The answer must consist of the records below, repeated exactly.

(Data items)
────────────────────────────────────────
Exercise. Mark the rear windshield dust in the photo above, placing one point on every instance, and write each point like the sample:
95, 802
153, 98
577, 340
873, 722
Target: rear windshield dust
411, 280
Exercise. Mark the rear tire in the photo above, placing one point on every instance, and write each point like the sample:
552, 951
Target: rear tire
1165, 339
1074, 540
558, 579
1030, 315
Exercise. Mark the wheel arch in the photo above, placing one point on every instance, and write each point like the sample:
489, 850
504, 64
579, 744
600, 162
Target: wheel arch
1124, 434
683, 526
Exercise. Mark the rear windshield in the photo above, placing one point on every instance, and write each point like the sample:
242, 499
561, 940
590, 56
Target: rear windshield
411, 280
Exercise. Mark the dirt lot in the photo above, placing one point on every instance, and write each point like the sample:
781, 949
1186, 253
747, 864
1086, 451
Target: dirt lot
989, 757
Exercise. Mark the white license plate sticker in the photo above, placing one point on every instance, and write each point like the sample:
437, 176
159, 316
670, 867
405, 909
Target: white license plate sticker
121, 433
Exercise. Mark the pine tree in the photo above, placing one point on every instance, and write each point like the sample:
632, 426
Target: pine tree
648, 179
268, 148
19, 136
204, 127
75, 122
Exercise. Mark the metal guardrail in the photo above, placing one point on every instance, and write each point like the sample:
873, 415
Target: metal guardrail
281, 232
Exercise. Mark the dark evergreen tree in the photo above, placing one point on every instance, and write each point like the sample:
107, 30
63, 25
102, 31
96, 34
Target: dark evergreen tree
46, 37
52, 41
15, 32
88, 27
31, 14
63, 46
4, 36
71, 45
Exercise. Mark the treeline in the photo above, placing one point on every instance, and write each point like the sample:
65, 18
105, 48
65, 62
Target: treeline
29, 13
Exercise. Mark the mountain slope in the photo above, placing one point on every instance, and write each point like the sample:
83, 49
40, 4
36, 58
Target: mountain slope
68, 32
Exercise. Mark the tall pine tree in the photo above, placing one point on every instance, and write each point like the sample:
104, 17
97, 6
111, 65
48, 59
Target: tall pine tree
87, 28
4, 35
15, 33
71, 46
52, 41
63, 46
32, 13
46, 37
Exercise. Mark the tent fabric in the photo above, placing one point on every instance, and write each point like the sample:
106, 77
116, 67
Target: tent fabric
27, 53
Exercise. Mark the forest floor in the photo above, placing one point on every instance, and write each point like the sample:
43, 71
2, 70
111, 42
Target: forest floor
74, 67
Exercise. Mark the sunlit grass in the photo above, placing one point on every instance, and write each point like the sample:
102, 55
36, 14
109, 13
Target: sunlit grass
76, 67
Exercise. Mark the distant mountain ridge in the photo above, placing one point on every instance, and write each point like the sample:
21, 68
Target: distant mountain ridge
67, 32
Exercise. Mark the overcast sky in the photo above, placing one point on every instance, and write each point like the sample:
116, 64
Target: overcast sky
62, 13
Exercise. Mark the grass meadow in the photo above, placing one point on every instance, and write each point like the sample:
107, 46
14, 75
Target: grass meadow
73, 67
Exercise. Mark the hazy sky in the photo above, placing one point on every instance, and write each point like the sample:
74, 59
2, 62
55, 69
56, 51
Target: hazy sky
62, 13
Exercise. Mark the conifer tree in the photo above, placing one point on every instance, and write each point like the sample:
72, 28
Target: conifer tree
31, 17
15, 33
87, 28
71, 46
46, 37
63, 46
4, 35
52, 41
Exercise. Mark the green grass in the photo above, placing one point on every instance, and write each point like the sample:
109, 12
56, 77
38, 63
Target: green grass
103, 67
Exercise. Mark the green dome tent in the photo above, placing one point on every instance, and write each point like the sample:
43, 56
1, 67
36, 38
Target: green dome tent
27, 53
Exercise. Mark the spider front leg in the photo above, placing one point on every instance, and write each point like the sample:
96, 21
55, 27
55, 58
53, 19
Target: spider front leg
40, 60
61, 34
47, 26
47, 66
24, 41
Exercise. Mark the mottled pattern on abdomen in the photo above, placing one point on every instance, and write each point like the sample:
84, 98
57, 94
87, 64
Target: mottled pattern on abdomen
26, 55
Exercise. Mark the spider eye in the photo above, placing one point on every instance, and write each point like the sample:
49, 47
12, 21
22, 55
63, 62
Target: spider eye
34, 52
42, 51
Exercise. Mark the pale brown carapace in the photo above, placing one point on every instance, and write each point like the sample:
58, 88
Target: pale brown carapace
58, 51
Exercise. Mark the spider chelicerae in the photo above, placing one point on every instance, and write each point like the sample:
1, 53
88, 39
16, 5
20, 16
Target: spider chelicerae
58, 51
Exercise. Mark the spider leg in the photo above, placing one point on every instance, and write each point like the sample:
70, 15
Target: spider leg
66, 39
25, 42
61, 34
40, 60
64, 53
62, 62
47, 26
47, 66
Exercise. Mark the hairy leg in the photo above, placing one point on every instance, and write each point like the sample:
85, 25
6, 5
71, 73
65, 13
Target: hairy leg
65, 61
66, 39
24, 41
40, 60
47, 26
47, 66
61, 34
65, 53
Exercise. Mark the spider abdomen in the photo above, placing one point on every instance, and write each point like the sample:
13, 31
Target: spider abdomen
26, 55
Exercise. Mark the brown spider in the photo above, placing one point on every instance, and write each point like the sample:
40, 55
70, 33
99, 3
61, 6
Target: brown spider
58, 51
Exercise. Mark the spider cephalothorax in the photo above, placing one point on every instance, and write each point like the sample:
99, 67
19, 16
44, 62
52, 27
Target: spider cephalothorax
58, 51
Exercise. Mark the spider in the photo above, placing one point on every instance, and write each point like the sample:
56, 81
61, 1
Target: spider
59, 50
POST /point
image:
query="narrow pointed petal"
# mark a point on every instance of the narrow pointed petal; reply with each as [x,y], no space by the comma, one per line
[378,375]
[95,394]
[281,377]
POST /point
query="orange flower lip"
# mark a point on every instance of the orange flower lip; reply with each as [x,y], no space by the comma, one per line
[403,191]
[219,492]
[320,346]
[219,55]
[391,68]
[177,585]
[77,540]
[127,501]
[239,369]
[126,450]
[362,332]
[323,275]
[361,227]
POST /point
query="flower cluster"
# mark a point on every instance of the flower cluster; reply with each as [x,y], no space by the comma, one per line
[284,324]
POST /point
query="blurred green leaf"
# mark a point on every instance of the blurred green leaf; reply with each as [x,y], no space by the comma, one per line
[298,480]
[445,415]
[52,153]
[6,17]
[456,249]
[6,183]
────────────────────────────────────────
▸ Exercise result:
Exercise. Mark the rear windshield dust in the photo above, placing one point on every instance, and write each point like the sample:
95, 802
153, 98
577, 340
873, 722
Target: rear windshield dust
411, 280
Exercise. Mark the rear tire in the photo above, placing one point on every instance, and write each point like the sample:
552, 951
Target: rear tire
1165, 339
1074, 540
558, 579
1030, 315
Exercise. Mark the wheel arch in the photo above, placing one point on every instance, and write each point like the sample:
489, 850
504, 64
579, 744
600, 162
Target: wheel arch
1124, 434
683, 526
Exercise. Mark the rear windshield in the photo above, placing one point on every instance, and write each point like the sample:
242, 499
561, 940
590, 56
Target: rear windshield
411, 280
Exercise. Mark the dirt lot in the photo above, placing one point on every instance, and write each point like the sample:
781, 949
1186, 253
747, 864
1086, 451
Target: dirt lot
989, 757
Exercise. Mark the white license plate sticker in the photo above, placing one point on every instance, and write each point like the sample:
437, 176
159, 316
670, 867
405, 909
Target: white license plate sticker
121, 433
Exercise. Mark the pine tree in the photo above, placing one point on every instance, and write each point like the sample:
632, 426
Target: pine tree
648, 179
268, 148
19, 136
204, 127
75, 122
Exercise. Mark the metal guardrail in the photo above, placing one point on every instance, and write each point like the sample:
873, 415
Target: metal guardrail
281, 232
Exercise. Mark the dark evergreen tree in the photo above, placing one point on every instance, and write each point like the sample:
107, 30
63, 25
102, 31
96, 34
Target: dark evergreen tree
46, 37
52, 41
15, 32
88, 27
31, 14
63, 46
4, 36
71, 45
Exercise. Mark the treeline in the photo above, placing one point on every instance, and write each point like the sample:
65, 18
105, 48
65, 62
Target: treeline
29, 13
Exercise. Mark the mountain slope in the photo above, placing one point on every instance, and write each point like the sample:
83, 49
40, 4
36, 58
Target: mountain slope
68, 32
Exercise. Mark the tall pine tree in the photo above, placing one point on every instance, and write each point like the sample:
104, 17
97, 6
111, 65
48, 59
Target: tall pine tree
87, 28
4, 35
15, 33
71, 46
52, 41
63, 46
32, 13
46, 37
Exercise. Mark the tent fabric in the photo above, placing one point on every instance, and write each point like the sample:
106, 77
116, 67
Target: tent fabric
27, 53
Exercise. Mark the forest floor in the photo above, placing one point on every instance, and write each point like the sample:
43, 71
2, 70
111, 42
Target: forest floor
74, 67
Exercise. Mark the sunlit grass in the photo above, placing one point on every instance, and write each point like the sample:
102, 55
36, 14
109, 13
Target: sunlit grass
76, 67
Exercise. Mark the distant mountain ridge in the photo above, placing one point on every instance, and write each point like the sample:
21, 68
Target: distant mountain ridge
67, 32
Exercise. Mark the overcast sky in the photo above, placing one point on every instance, and write each point like the sample:
116, 64
Target: overcast sky
62, 13
Exercise. Mark the grass meadow in the photo above, placing one point on every instance, and write each point like the sample:
107, 46
14, 75
Target: grass meadow
73, 67
Exercise. Mark the hazy sky in the photo above, placing one point on every instance, and write each point like the sample:
74, 59
2, 62
55, 69
56, 51
Target: hazy sky
62, 13
Exercise. Mark the conifer tree in the photo above, placing one point on every instance, and write each point like the sample:
72, 28
Target: conifer tree
31, 17
15, 33
87, 28
71, 46
46, 37
63, 46
4, 35
52, 41
Exercise. Mark the green grass in the photo above, placing one point on every instance, and write each point like the sample:
109, 12
56, 77
38, 63
Target: green grass
103, 67
Exercise. Mark the green dome tent in the photo above, placing one point on every instance, and write each point like the sample:
43, 56
1, 67
36, 38
Target: green dome tent
27, 53
Exercise. Mark the spider front leg in the photo above, placing one point on every instance, and write each point like the sample:
96, 21
55, 27
55, 58
53, 19
Target: spider front leg
40, 60
61, 34
47, 26
47, 66
24, 41
Exercise. Mark the mottled pattern on abdomen in the photo above, placing one point on every instance, and write each point like the sample:
84, 98
57, 94
87, 64
Target: mottled pattern on abdomen
26, 55
Exercise. Mark the spider eye in the photo above, placing one point on every instance, and write each point like the sample:
49, 47
12, 21
22, 55
63, 62
Target: spider eye
34, 52
42, 51
Exercise. Mark the pale brown carapace in the photo above, placing one point on every instance, and write each point like the sample:
58, 88
Target: pale brown carapace
58, 51
Exercise. Mark the spider chelicerae in the photo above, placing one point on every instance, and write each point like the sample:
1, 53
88, 39
16, 5
20, 16
Target: spider chelicerae
58, 51
Exercise. Mark the spider leg in the photo above, placing one point on every instance, and write each point like the sample:
70, 15
Target: spider leg
66, 39
25, 42
61, 34
40, 60
64, 53
62, 62
47, 26
47, 66
Exercise. Mark the hairy leg in the photo above, placing one point on every instance, and write each point like the sample:
85, 25
6, 5
71, 73
65, 13
Target: hairy leg
65, 61
66, 39
24, 41
40, 60
47, 26
47, 66
61, 34
65, 53
Exercise. Mark the spider abdomen in the photo above, placing one point on every instance, and write each point like the sample:
13, 31
Target: spider abdomen
26, 55
Exercise. Mark the brown spider in the photo above, placing one point on every instance, and write each point like the sample:
40, 55
70, 33
99, 3
61, 6
Target: brown spider
58, 51
Exercise. Mark the spider cephalothorax in the photo above, placing one point on every instance, and write each point like the sample:
99, 67
19, 16
44, 62
52, 27
Target: spider cephalothorax
58, 51
Exercise. Mark the spider in the photo above, placing one point on every instance, and write each point like the sample:
56, 81
61, 1
Target: spider
59, 50
POST /point
image:
query="narrow pointed petal"
# mark a point on every instance of the narrow pointed petal; reply with each as [x,y], no space by the comma, one per line
[378,375]
[95,394]
[281,377]
POST /point
query="orange flower lip"
# mark a point on every instance of the orange flower lip; reply with each as [x,y], no space by the comma, one per line
[403,191]
[219,492]
[320,346]
[219,55]
[391,68]
[177,585]
[77,540]
[127,501]
[239,369]
[126,450]
[362,332]
[323,275]
[361,227]
POST /point
query="flower cluster"
# mark a point on every instance of the flower cluster; reply with each as [x,y], no space by the comma, one per line
[284,324]
POST /point
query="blurred green leaf"
# mark a point on every instance of the blurred green leaf; reply with each as [x,y], no space by the comma, one per line
[298,480]
[445,415]
[52,153]
[6,17]
[456,249]
[6,183]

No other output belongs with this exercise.